Objective 1: In the Brexit deal report, who thrashed out the 2,000-page text?

Page excerpt:

* begin *

BREAKING NEWS: Brexit Deal Is Done As UK And EU Agree On Terms

 Boris Johnson today declared that a Brexit deal has been done after four years of desperate wrangling - with a furious propaganda war already underway.


The PM has made history by sealing future trade terms to avert a chaotic split when the transition period ends on January 1, after Lord Frost and Michel Barnier thrashed out a 2,000-page text.

Downing Street said the agreement was 'fantastic news' - with Mr Johnson now set to hold a press conference. 

A senior No10 source said: 'Everything that the British public was promised during the 2016 referendum and in the general election last year is delivered by this deal.

'We have taken back control of our money, borders, laws, trade and our fishing waters.

'The deal is fantastic news for families and businesses in every part of the UK. We have signed the first free trade agreement based on zero tariffs and zero quotas that has ever been achieved with the EU.'

Ursula von der Leyen told her own briefing in Brussels that the terms were 'balanced'. 'We have finally found an agreement. It was a long and winding road but we've got a good deal to show for it,' she said.

* end *

Objective 2: Rewrite the records from the first line through the line that contains "[120,140,129,161]", switching each "photograph" to "image" and leaving everything else unchanged.

Material shown:
* begin *

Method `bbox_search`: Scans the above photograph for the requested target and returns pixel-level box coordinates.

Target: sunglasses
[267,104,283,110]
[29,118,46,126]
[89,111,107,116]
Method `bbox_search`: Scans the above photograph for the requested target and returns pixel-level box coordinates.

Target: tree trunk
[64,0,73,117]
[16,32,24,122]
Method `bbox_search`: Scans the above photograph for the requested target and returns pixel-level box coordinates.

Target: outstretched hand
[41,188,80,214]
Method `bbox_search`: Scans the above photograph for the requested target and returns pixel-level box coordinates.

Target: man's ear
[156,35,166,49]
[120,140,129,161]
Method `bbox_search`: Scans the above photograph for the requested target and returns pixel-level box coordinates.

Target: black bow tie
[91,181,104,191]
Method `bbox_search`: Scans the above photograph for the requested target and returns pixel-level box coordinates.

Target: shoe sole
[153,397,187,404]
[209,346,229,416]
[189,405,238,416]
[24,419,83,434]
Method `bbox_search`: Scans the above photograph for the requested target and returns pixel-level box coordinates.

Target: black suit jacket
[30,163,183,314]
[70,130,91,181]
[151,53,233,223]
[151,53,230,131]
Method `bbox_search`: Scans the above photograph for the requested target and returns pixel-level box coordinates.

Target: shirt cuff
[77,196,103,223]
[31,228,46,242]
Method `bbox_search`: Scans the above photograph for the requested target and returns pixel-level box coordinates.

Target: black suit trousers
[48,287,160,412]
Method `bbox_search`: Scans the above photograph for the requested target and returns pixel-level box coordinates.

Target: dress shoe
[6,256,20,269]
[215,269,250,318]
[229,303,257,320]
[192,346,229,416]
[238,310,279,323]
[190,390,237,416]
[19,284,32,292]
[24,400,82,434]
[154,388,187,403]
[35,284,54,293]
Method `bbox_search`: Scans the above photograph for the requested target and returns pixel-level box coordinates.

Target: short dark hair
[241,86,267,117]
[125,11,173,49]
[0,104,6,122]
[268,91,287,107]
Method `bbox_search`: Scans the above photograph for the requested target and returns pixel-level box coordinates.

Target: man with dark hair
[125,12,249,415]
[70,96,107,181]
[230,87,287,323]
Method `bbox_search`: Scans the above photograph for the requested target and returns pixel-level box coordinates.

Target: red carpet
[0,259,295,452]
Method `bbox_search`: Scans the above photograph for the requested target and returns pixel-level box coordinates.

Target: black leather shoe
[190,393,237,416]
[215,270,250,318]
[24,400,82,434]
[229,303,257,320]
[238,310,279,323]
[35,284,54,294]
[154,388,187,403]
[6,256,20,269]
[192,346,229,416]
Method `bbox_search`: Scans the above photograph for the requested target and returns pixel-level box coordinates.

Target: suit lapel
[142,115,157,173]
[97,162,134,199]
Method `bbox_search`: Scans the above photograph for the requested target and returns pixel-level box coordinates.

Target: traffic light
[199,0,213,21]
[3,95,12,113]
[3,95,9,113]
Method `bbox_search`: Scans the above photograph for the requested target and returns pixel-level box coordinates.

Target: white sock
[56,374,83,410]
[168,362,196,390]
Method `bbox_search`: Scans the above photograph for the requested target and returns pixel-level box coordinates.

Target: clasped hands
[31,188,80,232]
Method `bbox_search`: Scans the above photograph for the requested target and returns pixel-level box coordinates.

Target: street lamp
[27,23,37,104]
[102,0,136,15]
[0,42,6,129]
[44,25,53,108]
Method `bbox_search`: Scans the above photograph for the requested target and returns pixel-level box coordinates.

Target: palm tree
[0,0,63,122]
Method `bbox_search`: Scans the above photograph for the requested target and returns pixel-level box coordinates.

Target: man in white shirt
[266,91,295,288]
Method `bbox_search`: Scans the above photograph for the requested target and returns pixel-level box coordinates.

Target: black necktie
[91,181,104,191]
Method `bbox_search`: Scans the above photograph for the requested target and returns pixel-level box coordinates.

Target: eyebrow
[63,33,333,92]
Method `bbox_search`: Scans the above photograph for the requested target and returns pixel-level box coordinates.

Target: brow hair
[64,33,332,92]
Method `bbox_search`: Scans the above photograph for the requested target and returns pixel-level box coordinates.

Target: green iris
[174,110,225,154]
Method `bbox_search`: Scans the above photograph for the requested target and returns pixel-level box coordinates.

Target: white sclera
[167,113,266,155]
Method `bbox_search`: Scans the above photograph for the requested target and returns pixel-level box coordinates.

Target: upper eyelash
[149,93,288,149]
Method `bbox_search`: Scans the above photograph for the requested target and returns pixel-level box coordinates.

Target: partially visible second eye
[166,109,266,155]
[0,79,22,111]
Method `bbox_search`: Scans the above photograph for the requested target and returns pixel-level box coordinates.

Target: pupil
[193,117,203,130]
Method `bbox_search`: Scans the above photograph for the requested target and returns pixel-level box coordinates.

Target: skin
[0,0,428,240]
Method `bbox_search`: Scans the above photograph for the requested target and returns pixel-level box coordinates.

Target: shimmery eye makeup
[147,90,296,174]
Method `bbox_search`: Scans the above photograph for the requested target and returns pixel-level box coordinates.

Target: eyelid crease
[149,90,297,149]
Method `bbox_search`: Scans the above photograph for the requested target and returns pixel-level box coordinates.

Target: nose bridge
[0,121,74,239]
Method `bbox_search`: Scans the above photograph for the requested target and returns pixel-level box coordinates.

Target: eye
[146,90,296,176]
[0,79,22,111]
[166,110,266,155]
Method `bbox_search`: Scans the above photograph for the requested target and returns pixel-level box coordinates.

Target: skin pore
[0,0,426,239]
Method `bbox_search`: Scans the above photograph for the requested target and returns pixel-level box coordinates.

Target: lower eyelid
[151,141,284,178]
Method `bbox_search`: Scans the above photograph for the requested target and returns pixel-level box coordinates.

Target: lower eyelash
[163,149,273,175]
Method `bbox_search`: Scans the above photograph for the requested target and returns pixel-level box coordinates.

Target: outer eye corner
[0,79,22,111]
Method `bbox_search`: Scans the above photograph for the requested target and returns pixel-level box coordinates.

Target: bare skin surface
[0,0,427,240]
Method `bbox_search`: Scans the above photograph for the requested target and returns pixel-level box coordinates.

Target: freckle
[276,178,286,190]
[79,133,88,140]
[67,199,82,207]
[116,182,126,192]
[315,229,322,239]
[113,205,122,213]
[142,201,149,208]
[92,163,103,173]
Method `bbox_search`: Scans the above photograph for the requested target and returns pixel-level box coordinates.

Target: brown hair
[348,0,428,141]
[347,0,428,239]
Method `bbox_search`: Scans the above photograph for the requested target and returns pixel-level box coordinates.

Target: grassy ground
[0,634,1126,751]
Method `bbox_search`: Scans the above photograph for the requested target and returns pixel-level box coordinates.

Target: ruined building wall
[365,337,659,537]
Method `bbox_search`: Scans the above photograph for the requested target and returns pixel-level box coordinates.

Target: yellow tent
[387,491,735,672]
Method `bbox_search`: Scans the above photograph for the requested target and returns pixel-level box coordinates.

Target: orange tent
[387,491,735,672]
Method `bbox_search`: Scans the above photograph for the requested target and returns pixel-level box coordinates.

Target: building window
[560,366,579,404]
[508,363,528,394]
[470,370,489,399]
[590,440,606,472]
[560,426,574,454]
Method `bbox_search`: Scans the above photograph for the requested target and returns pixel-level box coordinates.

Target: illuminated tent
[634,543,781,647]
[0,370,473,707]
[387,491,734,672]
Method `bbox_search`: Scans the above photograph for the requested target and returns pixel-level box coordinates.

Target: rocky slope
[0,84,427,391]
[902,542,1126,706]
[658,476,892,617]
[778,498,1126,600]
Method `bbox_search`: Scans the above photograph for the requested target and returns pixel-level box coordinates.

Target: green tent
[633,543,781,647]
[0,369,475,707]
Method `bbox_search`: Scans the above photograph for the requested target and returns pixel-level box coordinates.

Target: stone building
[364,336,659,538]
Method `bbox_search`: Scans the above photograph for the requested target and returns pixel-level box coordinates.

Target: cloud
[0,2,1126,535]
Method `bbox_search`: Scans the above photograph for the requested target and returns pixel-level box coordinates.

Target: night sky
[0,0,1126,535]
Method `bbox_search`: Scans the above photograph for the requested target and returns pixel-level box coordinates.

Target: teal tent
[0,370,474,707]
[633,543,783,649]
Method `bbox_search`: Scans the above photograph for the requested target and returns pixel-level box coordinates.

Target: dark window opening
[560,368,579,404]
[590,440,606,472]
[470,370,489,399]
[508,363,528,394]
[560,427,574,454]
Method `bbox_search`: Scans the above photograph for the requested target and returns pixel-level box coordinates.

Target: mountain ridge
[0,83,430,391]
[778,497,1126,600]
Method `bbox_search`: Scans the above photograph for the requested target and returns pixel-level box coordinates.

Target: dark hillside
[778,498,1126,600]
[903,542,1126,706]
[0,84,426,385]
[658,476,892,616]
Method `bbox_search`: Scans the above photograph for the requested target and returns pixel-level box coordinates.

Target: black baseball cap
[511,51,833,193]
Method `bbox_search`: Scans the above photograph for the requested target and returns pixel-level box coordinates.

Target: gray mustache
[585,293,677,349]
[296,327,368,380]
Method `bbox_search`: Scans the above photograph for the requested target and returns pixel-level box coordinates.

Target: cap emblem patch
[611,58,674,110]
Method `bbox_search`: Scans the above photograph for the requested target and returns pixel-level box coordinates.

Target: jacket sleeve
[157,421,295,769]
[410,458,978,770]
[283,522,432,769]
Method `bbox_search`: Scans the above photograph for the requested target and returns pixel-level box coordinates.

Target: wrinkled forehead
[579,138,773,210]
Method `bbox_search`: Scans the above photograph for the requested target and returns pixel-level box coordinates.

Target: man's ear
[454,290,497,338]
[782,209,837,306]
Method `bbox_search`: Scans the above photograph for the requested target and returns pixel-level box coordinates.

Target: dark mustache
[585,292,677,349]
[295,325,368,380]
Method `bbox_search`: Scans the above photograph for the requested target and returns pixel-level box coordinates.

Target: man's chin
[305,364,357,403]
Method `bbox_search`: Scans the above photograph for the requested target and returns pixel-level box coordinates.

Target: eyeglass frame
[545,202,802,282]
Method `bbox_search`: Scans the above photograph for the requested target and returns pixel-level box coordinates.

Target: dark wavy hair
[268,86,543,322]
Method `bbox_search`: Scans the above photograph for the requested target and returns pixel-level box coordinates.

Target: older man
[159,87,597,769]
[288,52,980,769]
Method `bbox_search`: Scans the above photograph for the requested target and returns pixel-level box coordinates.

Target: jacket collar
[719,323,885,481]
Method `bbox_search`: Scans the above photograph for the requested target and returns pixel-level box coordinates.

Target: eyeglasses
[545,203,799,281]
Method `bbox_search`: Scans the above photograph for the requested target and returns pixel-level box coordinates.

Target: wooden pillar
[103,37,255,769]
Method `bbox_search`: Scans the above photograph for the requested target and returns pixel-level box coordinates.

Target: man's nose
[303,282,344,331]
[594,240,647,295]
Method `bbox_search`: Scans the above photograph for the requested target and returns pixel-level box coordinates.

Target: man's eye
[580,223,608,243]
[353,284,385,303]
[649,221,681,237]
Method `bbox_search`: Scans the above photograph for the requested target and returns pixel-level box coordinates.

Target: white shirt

* end *

Complete output 1: Lord Frost and Michel Barnier

Complete output 2:
Method `bbox_search`: Scans the above image for the requested target and returns pixel-level box coordinates.

Target: sunglasses
[267,104,283,110]
[29,118,46,126]
[89,111,107,116]
Method `bbox_search`: Scans the above image for the requested target and returns pixel-level box coordinates.

Target: tree trunk
[64,0,73,117]
[16,32,24,122]
Method `bbox_search`: Scans the above image for the requested target and returns pixel-level box coordinates.

Target: outstretched hand
[41,188,80,214]
Method `bbox_search`: Scans the above image for the requested target and returns pixel-level box coordinates.

Target: man's ear
[156,35,166,49]
[120,140,129,161]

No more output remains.